| ページ抜粋 |
説明

多分岐型超高分子量体を含有するスチレン系樹脂組成物の製造方法およびその組成物

【課題】ゲル化を抑制し、超高分子量の分岐状ポリスチレンおよび線状ポリスチレンからなるスチレン樹脂組成物およびその製造方法を提供する。
【解決手段】超高分子量多分岐型スチレン系共重合体と線状重合体とを含有するスチレン系樹脂組成物を製造する方法であって、スチレンを必須とするビニル系モノマーに、平均して1分子中にビニル基を2以上有し、分岐構造を有する溶剤可溶性多官能ビニル化合物共重合体を、重量基準で50ppm〜5000ppm添加し、均一混合した後に、連続的に配置された重合反応器に供給して重合反応を進行させ、該共重合体と該ビニル系モノマーが重合して生じる超高分子量多分岐型共重合体と、該ビニル系モノマーが重合して生じる線状重合体とを含むスチレン系樹脂組成物を得る。

【発明の詳細な説明】
【技術分野】
【0001】
本発明は、スチレンを含むエチレン性不飽和モノマーと一分子内に複数の二重結合を有する溶剤可溶性多官能ビニル化合物共重合体とを均一混合した後に、連続的に重合反応器に供給する連続塊状重合法によって得られる多分岐型超高分子量成分と線状成分の混合物からなるスチレン系樹脂組成物の製造方法、この製造方法によって得られるスチレン系樹脂組成物に関する。
【背景技術】
【0002】
スチレン系樹脂は、安価で、透明性、成形性、剛性に優れた樹脂として、家庭用品、電気製品等の成形材料に広く用いられている。これらの成形品は、射出成形、或いはシートからの真空、圧空成形、さらには押出し機から樹脂をパリソンと呼ばれる筒状に押出し金型に挟み込んだ後に内部から圧縮エアー等を吹き込むブロー成形等の手段で得られる。また軽量および断熱性能を有する成形体を得るためには発泡成形等の技術も用いられる。これらの成形方法において、特に溶融延伸過程を有するシート成形、ブロー成形、発泡成形等の成形方法には、溶融時の歪み硬化性の高い素材の要求が高い。
【0003】
上記の成形方法における歪み硬化性の低い樹脂材料を用いた場合の問題点としては、シート成形では食品容器等の深絞り成形品に二次加工する際に、加熱溶融に伴うダレ現象で製品に厚みムラが生じやすく、また延伸性の不足による製品の割れ、破れ等が生じやくなること、ブロー成形ではパリソン形成時に歪み硬化性が低いとドローダウンを生じ成形が困難となる上、厚みムラによる製品強度のバラツキが大きいこと、さらに発泡成形では断熱性能を高めるため、発泡体の気泡を微小化、独立化させることが困難となる等の現象があげられる。
【0004】
溶融状態での歪み硬化性に代表される溶融粘弾性を制御する手段としては、スチレン系樹脂組成物に超高分子量成分を含有させる方法が有効であることが知られている。

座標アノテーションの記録
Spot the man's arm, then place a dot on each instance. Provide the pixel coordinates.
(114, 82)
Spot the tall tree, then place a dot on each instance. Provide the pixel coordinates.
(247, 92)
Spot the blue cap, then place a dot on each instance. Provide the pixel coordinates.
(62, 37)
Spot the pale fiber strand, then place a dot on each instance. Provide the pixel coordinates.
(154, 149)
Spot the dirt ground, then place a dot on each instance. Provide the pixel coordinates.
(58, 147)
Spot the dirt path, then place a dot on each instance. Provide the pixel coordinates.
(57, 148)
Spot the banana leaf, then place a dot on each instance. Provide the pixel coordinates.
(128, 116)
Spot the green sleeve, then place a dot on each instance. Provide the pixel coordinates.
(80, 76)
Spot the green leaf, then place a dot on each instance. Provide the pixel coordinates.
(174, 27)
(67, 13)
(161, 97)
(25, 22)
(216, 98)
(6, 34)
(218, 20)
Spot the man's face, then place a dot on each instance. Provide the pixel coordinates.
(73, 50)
...
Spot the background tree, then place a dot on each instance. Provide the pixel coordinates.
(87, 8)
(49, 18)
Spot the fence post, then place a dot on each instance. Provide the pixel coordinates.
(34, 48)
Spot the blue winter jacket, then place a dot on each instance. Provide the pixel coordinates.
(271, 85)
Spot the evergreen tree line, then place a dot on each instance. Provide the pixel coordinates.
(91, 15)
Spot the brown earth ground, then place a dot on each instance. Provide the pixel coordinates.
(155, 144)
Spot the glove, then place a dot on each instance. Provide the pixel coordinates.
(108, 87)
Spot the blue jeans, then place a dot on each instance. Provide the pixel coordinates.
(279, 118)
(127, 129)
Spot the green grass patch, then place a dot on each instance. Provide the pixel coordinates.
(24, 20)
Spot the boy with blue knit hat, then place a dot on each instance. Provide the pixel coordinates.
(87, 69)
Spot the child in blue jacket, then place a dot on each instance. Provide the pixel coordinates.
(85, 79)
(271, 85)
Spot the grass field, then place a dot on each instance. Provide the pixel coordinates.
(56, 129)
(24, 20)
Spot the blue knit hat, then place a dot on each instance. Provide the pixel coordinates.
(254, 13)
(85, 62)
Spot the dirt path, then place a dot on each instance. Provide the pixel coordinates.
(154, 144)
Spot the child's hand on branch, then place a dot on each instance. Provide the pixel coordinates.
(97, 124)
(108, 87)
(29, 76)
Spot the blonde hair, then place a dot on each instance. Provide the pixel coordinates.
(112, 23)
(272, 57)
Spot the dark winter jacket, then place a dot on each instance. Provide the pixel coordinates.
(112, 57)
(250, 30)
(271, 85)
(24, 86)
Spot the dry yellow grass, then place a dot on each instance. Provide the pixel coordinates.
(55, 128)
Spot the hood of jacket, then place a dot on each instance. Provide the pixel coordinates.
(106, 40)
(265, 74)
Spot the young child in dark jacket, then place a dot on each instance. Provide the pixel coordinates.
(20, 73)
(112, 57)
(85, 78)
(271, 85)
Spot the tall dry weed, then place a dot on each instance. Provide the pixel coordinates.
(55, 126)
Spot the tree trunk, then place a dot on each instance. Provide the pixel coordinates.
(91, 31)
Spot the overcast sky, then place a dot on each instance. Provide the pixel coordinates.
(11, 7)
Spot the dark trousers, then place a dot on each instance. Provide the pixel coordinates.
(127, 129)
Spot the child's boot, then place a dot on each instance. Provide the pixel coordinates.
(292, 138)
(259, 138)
---
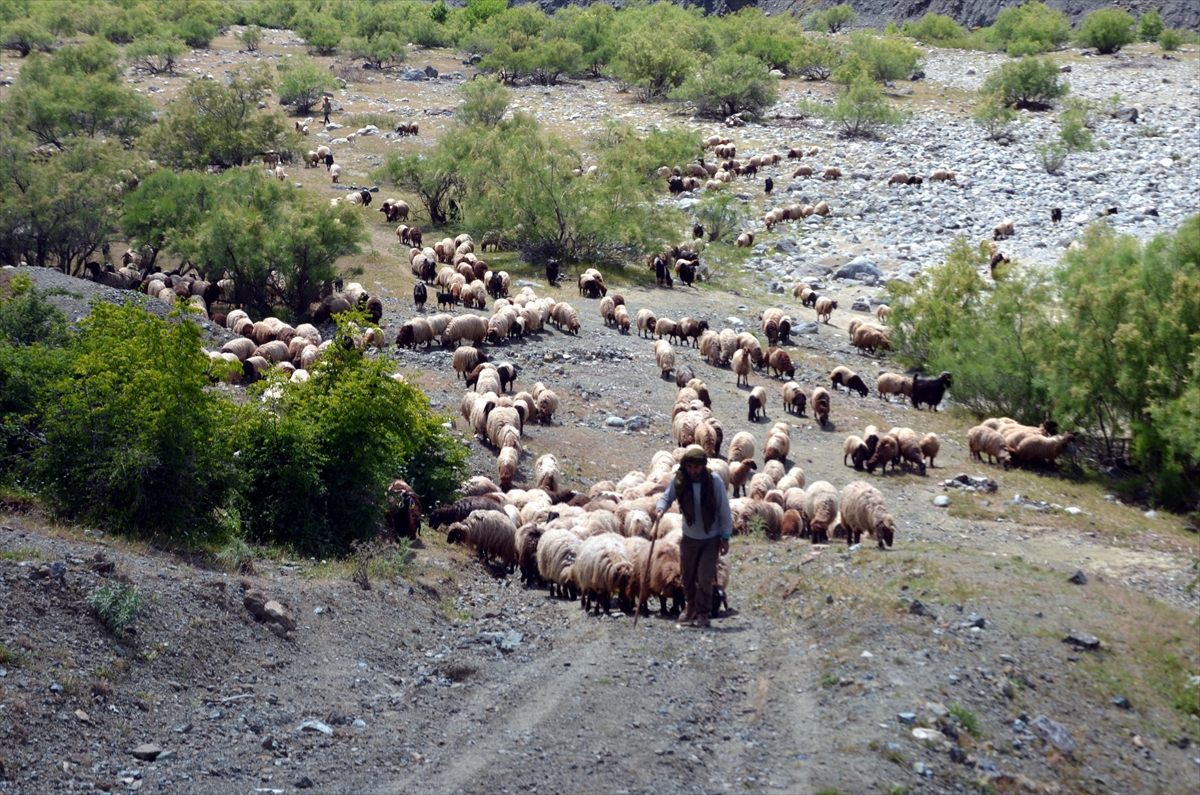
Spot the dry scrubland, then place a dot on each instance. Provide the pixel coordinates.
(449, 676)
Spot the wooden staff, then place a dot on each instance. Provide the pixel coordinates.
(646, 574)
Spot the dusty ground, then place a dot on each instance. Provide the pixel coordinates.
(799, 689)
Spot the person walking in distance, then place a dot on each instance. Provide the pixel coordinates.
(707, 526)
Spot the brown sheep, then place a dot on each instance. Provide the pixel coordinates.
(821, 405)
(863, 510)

| 課題一覧 |
1. ページ抜粋によると、溶融状態での歪み硬化性に代表される溶融粘弾性を制御する手段として、有効であると知られている方法は何か。
2. 記録のうち、文字列「jacket」を含む行がいくつあるか数え、その数だけを答えてください。

| 各課題の解答 |
1. スチレン系樹脂組成物に超高分子量成分を含有させる方法。

2. 5